:: Given problem a ::
Decide whether each statement below agrees with the review. Answer yes or no for each, and quote the words from the review that settle it.
(i) The missions fall into three categories.
(ii) Early on, the reviewer preferred bounty hunts over other jobs.
(iii) Switching galaxies brought substantial changes to the game.

:: Article ::
You’ll eventually learn where everything is but as a fledgling captain it is incredibly unclear as to what rooms are necessary for begin your conquest of the stars. I will say the campaign hands you a mission to start with that points you in the right direction but Cosmonautica still doesn’t really do a good job on making things transparent to the player such as not making it apparent that you need to research into shower or gym facilities to ensure the crew’s needs are met. That being said it’s liberating that Cosmonautica has stuck with the true and tried tradition of allowing the player complete freedom to tackle the stars however they wish.
Room slots can be used for living quarters, vending machines, entertainment facilities or more job related spaces such as for cargo or weaponry.
Sadly as liberating as Cosmonautica’s freedom is, the variety in missions is extremely lacking.
Missions you can undertake are divvied into three distinct categories: bounty hunts, cargo deliveries and taxi deliveries which will require you to either have adequate amounts of fire power and ammo or capacity for passengers/goods. I found however that trying to accommodate for even two of these mission types tends to end badly, instead I favoured taxi jobs till I could afford to invest in gearing my little crew up for combat situations. From here the lack of variety became rather blatantly obvious as combat missions easily yield far more profit especially when you consider your bounties will also offer up ludicrous amounts of credits to let them escape along with the initial reward for the bounty.
By this point I felt like I had already reached and sussed out Cosmonautica’s ‘end game’ before I had even acquired my fourth ship and it led to me this space trader’s biggest flaws. Firstly a lack in content for a space trading game; after a couple of hours I had already research everything bar extra galaxies and even then I realized there’s so little point in doing so besides a slight increase in rewards and risks. Even when switching galaxies it felt like all that had changed was a couple of names, some mission names stayed the same right down to the name and info to the point it really rammed home the repetition. Combat suffers from this as well especially due to their sluggish non interactive nature.

:: Provided information ::
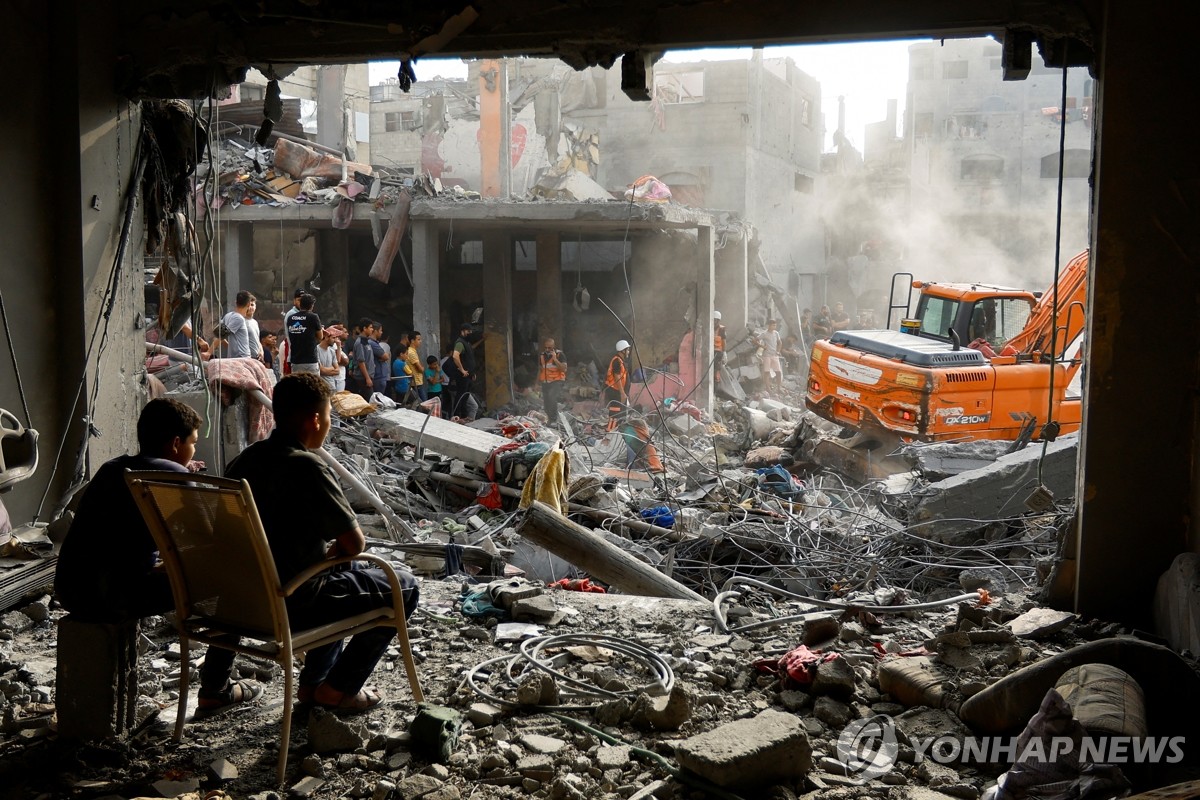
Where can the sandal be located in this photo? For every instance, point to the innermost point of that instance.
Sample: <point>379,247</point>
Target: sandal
<point>243,691</point>
<point>331,699</point>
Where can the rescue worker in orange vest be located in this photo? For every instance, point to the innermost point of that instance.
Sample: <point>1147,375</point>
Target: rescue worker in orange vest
<point>552,374</point>
<point>718,347</point>
<point>616,383</point>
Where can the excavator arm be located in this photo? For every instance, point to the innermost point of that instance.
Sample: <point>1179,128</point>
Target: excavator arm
<point>1062,310</point>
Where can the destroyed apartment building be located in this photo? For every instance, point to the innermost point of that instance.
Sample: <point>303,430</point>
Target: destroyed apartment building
<point>678,599</point>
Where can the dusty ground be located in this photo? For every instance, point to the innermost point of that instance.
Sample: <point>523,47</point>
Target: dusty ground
<point>508,755</point>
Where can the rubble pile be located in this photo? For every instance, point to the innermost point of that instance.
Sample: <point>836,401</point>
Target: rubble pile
<point>635,698</point>
<point>724,619</point>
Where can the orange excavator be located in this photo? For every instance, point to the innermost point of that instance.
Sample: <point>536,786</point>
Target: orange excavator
<point>973,361</point>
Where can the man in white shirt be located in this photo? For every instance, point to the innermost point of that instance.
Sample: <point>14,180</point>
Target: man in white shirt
<point>772,366</point>
<point>237,331</point>
<point>333,359</point>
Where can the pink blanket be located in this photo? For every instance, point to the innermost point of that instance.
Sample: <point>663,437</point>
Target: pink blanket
<point>226,374</point>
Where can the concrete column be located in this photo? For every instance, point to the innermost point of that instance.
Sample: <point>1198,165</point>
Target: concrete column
<point>732,269</point>
<point>330,106</point>
<point>426,304</point>
<point>497,318</point>
<point>1138,479</point>
<point>492,101</point>
<point>334,257</point>
<point>239,262</point>
<point>96,690</point>
<point>706,272</point>
<point>550,288</point>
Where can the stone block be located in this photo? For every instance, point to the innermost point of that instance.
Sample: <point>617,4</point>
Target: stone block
<point>96,679</point>
<point>835,679</point>
<point>771,747</point>
<point>949,511</point>
<point>1041,623</point>
<point>1177,603</point>
<point>912,681</point>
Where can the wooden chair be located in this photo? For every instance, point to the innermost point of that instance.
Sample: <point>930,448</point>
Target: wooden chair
<point>215,551</point>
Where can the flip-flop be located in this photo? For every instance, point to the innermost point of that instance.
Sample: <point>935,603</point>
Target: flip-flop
<point>364,701</point>
<point>243,691</point>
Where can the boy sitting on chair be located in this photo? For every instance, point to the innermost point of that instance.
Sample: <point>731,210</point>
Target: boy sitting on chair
<point>106,570</point>
<point>307,519</point>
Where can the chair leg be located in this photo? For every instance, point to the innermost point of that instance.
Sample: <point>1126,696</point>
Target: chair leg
<point>406,650</point>
<point>185,668</point>
<point>286,734</point>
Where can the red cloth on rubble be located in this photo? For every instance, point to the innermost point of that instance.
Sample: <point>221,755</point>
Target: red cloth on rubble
<point>577,584</point>
<point>797,667</point>
<point>226,374</point>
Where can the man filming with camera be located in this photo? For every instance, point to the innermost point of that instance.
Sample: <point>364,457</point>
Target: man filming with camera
<point>552,374</point>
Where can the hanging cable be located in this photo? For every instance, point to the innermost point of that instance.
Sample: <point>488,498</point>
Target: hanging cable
<point>16,370</point>
<point>1050,429</point>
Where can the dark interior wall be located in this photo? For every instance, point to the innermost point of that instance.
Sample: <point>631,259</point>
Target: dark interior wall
<point>390,304</point>
<point>69,155</point>
<point>29,239</point>
<point>1138,479</point>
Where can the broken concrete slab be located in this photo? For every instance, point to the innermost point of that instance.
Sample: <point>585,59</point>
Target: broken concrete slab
<point>468,445</point>
<point>951,511</point>
<point>941,459</point>
<point>1177,603</point>
<point>1041,623</point>
<point>771,747</point>
<point>913,681</point>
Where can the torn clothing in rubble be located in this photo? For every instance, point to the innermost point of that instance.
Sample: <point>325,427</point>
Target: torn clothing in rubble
<point>245,373</point>
<point>106,571</point>
<point>636,433</point>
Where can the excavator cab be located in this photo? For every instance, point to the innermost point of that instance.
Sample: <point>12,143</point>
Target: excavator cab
<point>963,314</point>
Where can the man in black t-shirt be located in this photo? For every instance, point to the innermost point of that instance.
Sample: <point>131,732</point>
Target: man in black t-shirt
<point>304,335</point>
<point>307,519</point>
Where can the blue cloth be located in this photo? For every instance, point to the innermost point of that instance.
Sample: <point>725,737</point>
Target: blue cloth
<point>779,481</point>
<point>659,516</point>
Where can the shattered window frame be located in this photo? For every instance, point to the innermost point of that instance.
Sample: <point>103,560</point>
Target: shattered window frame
<point>948,312</point>
<point>679,86</point>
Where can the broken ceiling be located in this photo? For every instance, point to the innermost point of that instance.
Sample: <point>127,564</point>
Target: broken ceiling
<point>184,48</point>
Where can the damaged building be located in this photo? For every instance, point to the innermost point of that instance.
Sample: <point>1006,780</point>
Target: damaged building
<point>768,629</point>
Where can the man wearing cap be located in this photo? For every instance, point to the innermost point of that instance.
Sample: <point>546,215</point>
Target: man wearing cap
<point>460,367</point>
<point>616,383</point>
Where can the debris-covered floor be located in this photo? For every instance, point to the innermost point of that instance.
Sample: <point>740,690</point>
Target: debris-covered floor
<point>820,607</point>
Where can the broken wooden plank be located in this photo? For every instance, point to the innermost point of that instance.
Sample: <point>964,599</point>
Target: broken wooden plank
<point>589,552</point>
<point>468,445</point>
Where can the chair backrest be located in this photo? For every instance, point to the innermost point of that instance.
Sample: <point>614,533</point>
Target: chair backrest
<point>214,549</point>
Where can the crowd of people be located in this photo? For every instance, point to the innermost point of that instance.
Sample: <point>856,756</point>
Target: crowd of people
<point>361,360</point>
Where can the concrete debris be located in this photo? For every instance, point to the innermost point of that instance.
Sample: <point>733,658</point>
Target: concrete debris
<point>648,696</point>
<point>952,510</point>
<point>772,747</point>
<point>1039,623</point>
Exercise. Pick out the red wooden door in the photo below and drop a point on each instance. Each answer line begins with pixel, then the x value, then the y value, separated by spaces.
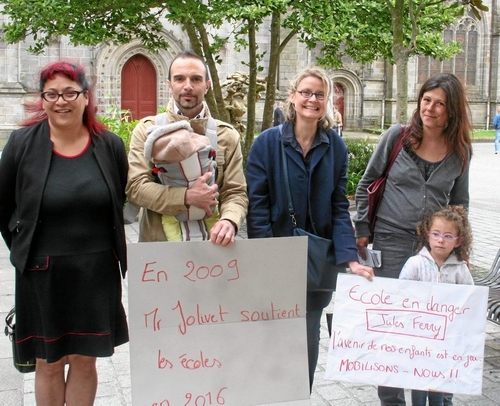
pixel 338 90
pixel 139 87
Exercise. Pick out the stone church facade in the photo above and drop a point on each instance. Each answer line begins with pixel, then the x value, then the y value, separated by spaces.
pixel 129 76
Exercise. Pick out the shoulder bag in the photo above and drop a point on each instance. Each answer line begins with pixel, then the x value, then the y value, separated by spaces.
pixel 23 366
pixel 376 188
pixel 322 269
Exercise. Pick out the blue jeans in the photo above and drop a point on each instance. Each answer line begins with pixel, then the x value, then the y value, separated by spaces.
pixel 316 302
pixel 419 398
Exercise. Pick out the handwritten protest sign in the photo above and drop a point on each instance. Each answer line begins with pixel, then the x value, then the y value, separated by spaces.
pixel 408 334
pixel 212 325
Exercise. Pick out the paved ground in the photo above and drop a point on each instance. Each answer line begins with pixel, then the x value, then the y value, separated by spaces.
pixel 114 373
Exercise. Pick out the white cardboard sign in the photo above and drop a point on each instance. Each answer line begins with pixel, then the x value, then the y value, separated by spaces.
pixel 408 334
pixel 211 325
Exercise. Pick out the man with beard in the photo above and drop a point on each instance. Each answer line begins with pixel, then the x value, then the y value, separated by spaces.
pixel 188 83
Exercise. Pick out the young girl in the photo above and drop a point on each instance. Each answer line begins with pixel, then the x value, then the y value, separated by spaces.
pixel 445 241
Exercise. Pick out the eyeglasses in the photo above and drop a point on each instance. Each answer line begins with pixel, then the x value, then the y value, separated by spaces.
pixel 448 237
pixel 307 94
pixel 70 95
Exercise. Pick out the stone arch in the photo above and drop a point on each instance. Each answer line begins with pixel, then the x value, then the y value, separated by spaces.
pixel 353 97
pixel 109 64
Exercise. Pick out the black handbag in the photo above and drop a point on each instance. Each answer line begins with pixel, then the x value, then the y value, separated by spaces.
pixel 322 270
pixel 23 366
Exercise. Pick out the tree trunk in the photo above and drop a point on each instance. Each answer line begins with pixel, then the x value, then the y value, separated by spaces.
pixel 252 90
pixel 274 57
pixel 401 56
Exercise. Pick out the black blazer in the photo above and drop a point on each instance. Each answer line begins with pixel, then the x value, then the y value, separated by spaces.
pixel 24 167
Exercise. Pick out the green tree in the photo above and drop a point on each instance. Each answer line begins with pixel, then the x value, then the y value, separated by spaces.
pixel 394 30
pixel 365 30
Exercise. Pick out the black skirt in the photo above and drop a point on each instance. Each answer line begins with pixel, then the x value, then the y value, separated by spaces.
pixel 70 305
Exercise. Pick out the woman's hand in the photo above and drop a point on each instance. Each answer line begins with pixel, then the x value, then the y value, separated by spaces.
pixel 362 243
pixel 361 270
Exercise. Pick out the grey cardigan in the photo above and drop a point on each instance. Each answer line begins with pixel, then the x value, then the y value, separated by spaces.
pixel 407 194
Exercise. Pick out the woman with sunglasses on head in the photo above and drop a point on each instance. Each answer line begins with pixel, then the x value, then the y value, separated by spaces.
pixel 430 172
pixel 62 182
pixel 317 170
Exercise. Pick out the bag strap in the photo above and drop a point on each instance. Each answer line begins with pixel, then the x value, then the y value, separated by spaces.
pixel 291 210
pixel 398 145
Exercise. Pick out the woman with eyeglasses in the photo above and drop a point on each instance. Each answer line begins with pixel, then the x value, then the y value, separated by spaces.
pixel 62 182
pixel 430 172
pixel 317 170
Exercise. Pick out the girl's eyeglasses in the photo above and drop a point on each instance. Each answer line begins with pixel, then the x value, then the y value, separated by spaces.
pixel 448 237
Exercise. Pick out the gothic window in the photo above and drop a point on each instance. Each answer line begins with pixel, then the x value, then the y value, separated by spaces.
pixel 463 64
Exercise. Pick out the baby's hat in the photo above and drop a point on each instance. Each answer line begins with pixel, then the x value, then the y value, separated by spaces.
pixel 174 148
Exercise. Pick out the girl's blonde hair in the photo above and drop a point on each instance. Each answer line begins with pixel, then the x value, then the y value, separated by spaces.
pixel 290 113
pixel 459 217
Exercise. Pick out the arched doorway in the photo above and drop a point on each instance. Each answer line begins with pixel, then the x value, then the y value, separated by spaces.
pixel 138 87
pixel 338 99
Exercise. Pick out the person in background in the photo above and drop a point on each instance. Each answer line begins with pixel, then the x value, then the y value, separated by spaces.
pixel 430 172
pixel 279 117
pixel 337 120
pixel 496 126
pixel 188 82
pixel 445 241
pixel 68 247
pixel 315 152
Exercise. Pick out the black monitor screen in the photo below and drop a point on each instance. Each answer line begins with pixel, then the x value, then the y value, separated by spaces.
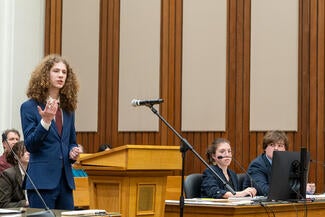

:: Given problem b ::
Scale the rows from the line with "Where can the dusty" to the line with "<point>215,551</point>", inclusive, by multiplying every coordinate in the answers by 2.2 and rounding to whole numbers, with halves rounded up. Leave the requests and their sample points unchanged, and return only those lines in full.

:: Exercise output a ::
(i) Yes: "Missions you can undertake are divvied into three distinct categories"
(ii) No: "instead I favoured taxi jobs till I could afford to invest in gearing my little crew up for combat situations"
(iii) No: "Even when switching galaxies it felt like all that had changed was a couple of names"

:: Exercise output b ::
Where can the dusty ground be located in this photo? For every instance, point to the innermost point of that instance.
Sample: <point>523,47</point>
Target: dusty ground
<point>1118,1661</point>
Where can the rubble pile be located in this photo? For every instance, point to the innermost point of that instance.
Sample: <point>836,401</point>
Target: rubble pile
<point>1397,1536</point>
<point>1593,1362</point>
Where can the orange excavator be located in this photo? For every instance, point to the innermost point of that instance.
Sample: <point>536,786</point>
Target: orange excavator
<point>2141,794</point>
Where can the man in white shirt be located in this photo? For every instance, point to the innermost point of that instance.
Sample: <point>14,180</point>
Target: man in white shirt
<point>1698,805</point>
<point>521,728</point>
<point>733,790</point>
Where can the pink blanket be located in this photo? For every instance, point to the innermost point of that instance.
Sample: <point>663,437</point>
Target: pink blanket
<point>497,823</point>
Where can the concrete column be located in this photo? For every instance, point to the innermost point of that instance.
Sample: <point>1198,165</point>
Target: concrete column
<point>1610,592</point>
<point>726,233</point>
<point>937,669</point>
<point>1093,700</point>
<point>2504,1054</point>
<point>1082,222</point>
<point>735,565</point>
<point>526,576</point>
<point>211,1518</point>
<point>1553,598</point>
<point>1210,634</point>
Where can the stone block be located in this photo? For every instance, point to the innermost point of that instance.
Sample: <point>617,4</point>
Target: stone block
<point>211,1494</point>
<point>1837,1494</point>
<point>1696,1643</point>
<point>2088,1124</point>
<point>2290,1371</point>
<point>2589,1327</point>
<point>2006,1498</point>
Where can the wooden chair be located in this photo? For every instance, point to the innermost point of that instance.
Sample: <point>930,448</point>
Target: wooden chair
<point>473,1212</point>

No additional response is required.